___ Trecho da página
Ainda sobre Fukushima, o senhor Almeida não compreendeu minha referência a suicídios entre os mais velhos da população evacuada. O que me informaram num dos alojamentos provisórios que visitei, três anos depois do acidente, foi de que seu número já era o dobro dos que morreram com o Tsunami na pequena localidade de 21.000 habitantes de que vieram.

Mas o que considero pior no que o senhor Almeida alinhou em seu texto foi a referência ao número de vítimas de Chernobyl, que disseminou 100 vezes mais partículas radioativas que a bomba atômica de Hiroshima. Ninguém teria a coragem de afirmar, como ele o faz ao que parece sem enrubescer, que houve somente 33 mortos! É até um desrespeito aos que se estima terem sido 600.000 “liquidadores”, nome genérico que deram aos civis e militares convocados por Gorbachev para “apagar o incêndio” – como lhe foi apresentado de início o acidente. Quantos sobreviveram? Hoje eles são reverenciados nos seus países pelo seu heroísmo. Recomendaria ao senhor Almeida tomar um pouco de seu tempo vendo no youtube o documentário “A batalha de Chernobyl”, no qual há depoimentos do próprio Gorbachev, entre os muitos que existem sobre essa enorme catástrofe, para se dar conta da dimensão desse desastre.
______
___ Informações registradas
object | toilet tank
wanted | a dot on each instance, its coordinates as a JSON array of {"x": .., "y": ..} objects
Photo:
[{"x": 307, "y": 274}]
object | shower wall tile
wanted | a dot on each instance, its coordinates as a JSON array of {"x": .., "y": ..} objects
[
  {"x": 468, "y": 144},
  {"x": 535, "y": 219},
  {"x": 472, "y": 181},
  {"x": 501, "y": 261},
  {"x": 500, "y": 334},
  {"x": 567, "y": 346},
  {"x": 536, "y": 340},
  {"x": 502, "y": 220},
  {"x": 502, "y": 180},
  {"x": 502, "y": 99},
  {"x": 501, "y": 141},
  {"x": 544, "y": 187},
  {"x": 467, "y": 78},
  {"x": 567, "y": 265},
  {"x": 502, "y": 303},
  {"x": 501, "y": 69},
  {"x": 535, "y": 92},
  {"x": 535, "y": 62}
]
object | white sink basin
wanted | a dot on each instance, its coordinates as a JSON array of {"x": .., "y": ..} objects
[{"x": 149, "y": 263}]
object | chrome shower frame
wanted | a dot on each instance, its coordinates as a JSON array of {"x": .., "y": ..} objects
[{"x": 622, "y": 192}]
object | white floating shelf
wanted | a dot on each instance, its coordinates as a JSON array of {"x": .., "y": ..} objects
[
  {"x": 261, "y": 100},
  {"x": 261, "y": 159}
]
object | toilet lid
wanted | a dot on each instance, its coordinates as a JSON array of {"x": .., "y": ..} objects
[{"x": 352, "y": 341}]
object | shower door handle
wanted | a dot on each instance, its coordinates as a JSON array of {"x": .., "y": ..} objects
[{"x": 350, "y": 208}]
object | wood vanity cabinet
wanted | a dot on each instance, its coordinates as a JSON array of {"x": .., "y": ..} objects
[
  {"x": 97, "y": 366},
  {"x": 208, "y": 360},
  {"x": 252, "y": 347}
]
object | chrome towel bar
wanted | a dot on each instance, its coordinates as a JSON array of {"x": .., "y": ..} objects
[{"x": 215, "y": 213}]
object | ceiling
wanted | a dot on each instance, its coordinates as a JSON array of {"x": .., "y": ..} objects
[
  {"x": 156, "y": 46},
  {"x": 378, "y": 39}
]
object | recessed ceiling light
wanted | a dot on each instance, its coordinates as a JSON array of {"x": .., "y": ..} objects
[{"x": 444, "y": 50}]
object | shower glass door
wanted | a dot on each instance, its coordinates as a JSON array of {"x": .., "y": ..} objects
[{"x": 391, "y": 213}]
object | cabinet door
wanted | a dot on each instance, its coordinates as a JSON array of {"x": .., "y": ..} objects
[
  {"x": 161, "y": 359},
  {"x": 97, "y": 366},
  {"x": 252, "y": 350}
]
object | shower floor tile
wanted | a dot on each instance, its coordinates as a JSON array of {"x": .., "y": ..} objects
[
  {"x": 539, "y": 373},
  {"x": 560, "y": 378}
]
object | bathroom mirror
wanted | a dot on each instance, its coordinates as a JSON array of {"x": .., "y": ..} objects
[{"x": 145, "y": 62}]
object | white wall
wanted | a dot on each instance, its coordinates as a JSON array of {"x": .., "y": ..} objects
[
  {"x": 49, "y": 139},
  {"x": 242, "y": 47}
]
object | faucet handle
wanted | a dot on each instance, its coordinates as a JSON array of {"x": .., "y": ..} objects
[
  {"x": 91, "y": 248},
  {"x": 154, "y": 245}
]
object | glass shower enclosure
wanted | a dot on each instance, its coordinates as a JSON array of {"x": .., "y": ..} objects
______
# Tarefas
[1] Responda, com base no trecho sobre Fukushima e Chernobyl:
(a) Quantos habitantes tinha a pequena localidade de onde veio a população evacuada?
(b) Quantas vezes mais partículas radioativas Chernobyl disseminou em comparação com a bomba atômica de Hiroshima?
(c) Qual é o título do documentário recomendado ao senhor Almeida?
[2] Reproduza fielmente a parte do trecho sobre Fukushima e Chernobyl que começa em "Mas o que considero" e termina em "dimensão desse desastre.".

# Tarefas resolvidas
[1]
(a) 21.000 habitantes.
(b) 100 vezes mais.
(c) “A batalha de Chernobyl”.

[2]
Mas o que considero pior no que o senhor Almeida alinhou em seu texto foi a referência ao número de vítimas de Chernobyl, que disseminou 100 vezes mais partículas radioativas que a bomba atômica de Hiroshima. Ninguém teria a coragem de afirmar, como ele o faz ao que parece sem enrubescer, que houve somente 33 mortos! É até um desrespeito aos que se estima terem sido 600.000 “liquidadores”, nome genérico que deram aos civis e militares convocados por Gorbachev para “apagar o incêndio” – como lhe foi apresentado de início o acidente. Quantos sobreviveram? Hoje eles são reverenciados nos seus países pelo seu heroísmo. Recomendaria ao senhor Almeida tomar um pouco de seu tempo vendo no youtube o documentário “A batalha de Chernobyl”, no qual há depoimentos do próprio Gorbachev, entre os muitos que existem sobre essa enorme catástrofe, para se dar conta da dimensão desse desastre.